Your goal →
Print each entry word for word.

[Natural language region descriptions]
§

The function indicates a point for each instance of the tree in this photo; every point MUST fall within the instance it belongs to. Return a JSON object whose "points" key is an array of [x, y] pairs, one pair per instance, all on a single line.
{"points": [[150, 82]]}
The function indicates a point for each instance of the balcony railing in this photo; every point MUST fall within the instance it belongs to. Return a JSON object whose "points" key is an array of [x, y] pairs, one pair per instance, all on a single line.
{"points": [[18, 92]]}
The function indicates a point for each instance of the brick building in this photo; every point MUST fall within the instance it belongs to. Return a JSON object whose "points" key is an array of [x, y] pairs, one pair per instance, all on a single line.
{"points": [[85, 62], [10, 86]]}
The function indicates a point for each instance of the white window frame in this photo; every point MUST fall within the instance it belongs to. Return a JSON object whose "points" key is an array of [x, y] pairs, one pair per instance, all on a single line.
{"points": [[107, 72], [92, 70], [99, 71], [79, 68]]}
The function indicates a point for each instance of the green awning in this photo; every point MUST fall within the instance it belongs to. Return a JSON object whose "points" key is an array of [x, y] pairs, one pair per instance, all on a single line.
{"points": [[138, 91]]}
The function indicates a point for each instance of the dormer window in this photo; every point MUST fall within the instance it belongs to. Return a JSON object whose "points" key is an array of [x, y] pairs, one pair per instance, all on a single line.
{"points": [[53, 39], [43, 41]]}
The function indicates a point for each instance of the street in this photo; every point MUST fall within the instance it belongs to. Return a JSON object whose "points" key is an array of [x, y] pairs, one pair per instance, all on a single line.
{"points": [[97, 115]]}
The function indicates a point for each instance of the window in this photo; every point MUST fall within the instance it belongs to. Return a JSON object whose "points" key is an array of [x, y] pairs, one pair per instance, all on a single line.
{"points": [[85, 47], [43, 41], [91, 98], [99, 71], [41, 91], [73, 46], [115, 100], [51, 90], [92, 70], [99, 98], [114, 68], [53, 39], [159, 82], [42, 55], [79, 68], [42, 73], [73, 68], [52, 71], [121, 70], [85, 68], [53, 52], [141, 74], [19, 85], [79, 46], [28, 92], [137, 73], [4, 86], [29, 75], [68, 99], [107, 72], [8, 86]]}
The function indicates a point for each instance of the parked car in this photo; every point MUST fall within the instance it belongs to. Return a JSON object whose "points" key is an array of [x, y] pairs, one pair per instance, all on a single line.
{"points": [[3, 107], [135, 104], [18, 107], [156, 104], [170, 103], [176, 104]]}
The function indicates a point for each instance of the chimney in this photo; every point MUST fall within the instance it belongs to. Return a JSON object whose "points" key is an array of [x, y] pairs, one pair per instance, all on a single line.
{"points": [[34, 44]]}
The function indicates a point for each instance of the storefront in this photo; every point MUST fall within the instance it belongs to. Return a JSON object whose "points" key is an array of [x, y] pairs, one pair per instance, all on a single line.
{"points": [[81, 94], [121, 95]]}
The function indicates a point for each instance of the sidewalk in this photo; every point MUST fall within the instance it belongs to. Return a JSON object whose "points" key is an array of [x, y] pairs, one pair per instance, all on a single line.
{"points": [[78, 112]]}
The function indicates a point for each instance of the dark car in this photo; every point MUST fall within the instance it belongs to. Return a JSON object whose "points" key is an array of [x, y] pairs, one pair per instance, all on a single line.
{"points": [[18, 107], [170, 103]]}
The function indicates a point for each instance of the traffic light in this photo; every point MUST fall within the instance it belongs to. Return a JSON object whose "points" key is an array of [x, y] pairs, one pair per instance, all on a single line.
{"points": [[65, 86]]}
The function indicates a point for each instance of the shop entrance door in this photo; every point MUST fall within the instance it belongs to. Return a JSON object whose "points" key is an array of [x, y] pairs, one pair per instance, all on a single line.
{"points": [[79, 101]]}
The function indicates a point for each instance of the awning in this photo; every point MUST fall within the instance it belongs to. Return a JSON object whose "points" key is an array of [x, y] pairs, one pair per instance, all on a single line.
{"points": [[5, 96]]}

§

Finished task →
The function indicates a point for each instance of the tree in this photo; every point MUST fall within the instance it belongs to. Return a JSON object whose "points" key is an array of [x, y] pairs, one pair per instance, all on a single line.
{"points": [[150, 82]]}
The function indicates a point for each instance of the balcony railing in this photo; every point MUST fall within the instance it belongs to. Return a JSON object whose "points" key is an array of [x, y] pairs, one pair per instance, all on a single line.
{"points": [[18, 92]]}
The function indicates a point for each instance of the brick building in this photo; every point MUST fall within the instance it belongs to. Return a JSON object whose "points" key is an array of [x, y] pairs, one pair per instance, all on a single line.
{"points": [[85, 62], [10, 86]]}
The function indicates a point for each instance of the white window frame in this photo; every point MUST fall within the instance it belongs to. Return a JSON object whose "points" key is an array of [x, y] pairs, one pair per instance, all on a single line.
{"points": [[107, 72], [92, 70], [99, 71], [79, 68]]}
The function indicates a point for each instance of the green awning in this photo; every point MUST fall within the instance it belongs to. Return a JSON object whose "points" key is an array of [x, y] pairs, one pair per instance, all on a single line.
{"points": [[138, 91]]}
The function indicates a point for each instance of the dormer window in this photo; every point MUST fall within the instance it belongs to. Return a JSON object whose "points" key is an array of [x, y] pairs, one pair per instance, all on a single line.
{"points": [[53, 39], [43, 41]]}
The function indicates a point for each instance of the street in this photo; every point MUST fall within the instance it belongs to. Return a JSON object whose "points" key is an array of [x, y] pairs, one pair per instance, all on a single line.
{"points": [[97, 115]]}
The function indicates a point for each instance of the window in this photo; every point MUST fall within the instance it belongs to. Return a JSON object whose "points" key is an array of [x, y] pairs, one pair per instance, all on a single line.
{"points": [[85, 47], [43, 41], [91, 98], [99, 71], [41, 91], [73, 46], [115, 100], [51, 90], [92, 70], [99, 98], [114, 68], [53, 39], [159, 82], [42, 55], [79, 68], [42, 73], [73, 68], [52, 71], [121, 70], [85, 68], [53, 52], [141, 74], [19, 85], [79, 46], [28, 92], [137, 73], [4, 86], [29, 75], [68, 99], [107, 72], [8, 86]]}
The function indicates a point for each instance of the parked car in this photo; every point MUST fall within the instance it belongs to. Return a JSON object whose "points" key is an array of [x, y] pairs, one pair per instance, all on a single line.
{"points": [[3, 107], [135, 104], [18, 107], [156, 104], [170, 103], [176, 104]]}
The function indicates a point for each instance of the chimney in this photo; every point MUST fall within the instance it belongs to. Return a JSON object whose "points" key is an array of [x, y] pairs, one pair per instance, all on a single line.
{"points": [[34, 44]]}
The function indicates a point for each instance of the storefront in this photo; every point MUST fall within the instance it belongs to. Return a JSON object whose "points" key is an array of [x, y] pairs, one pair per instance, all on a single line.
{"points": [[81, 94], [121, 95]]}
The function indicates a point for each instance of the sidewalk in this photo; every point MUST fall within the instance it belongs to. Return a JSON object whose "points" key is an array of [x, y] pairs, one pair per instance, all on a single line.
{"points": [[78, 112]]}
The function indicates a point for each instance of the dark car in this photo; every point MUST fall within the instance it belongs to. Return a JSON object whose "points" key is an array of [x, y] pairs, one pair per instance, all on a single line.
{"points": [[18, 107], [170, 103]]}
The function indicates a point for each instance of the traffic light in this photo; every point MUST fall within the instance it belongs to. Return a JSON object whose "points" key is an array of [x, y] pairs, one pair per instance, all on a single line.
{"points": [[65, 86]]}
The function indicates a point for each instance of the shop entrance door in this photo; every point MUST fall within the instance it belongs to. Return a JSON object whose "points" key is an array of [x, y] pairs, one pair per instance, all on a single line.
{"points": [[79, 101]]}
The function indicates a point for each instance of the awning in this photo; every point MUST fall within the instance it belongs to. Return a JSON object whose "points" key is an array of [x, y] pairs, one pair per instance, all on a single line.
{"points": [[5, 96]]}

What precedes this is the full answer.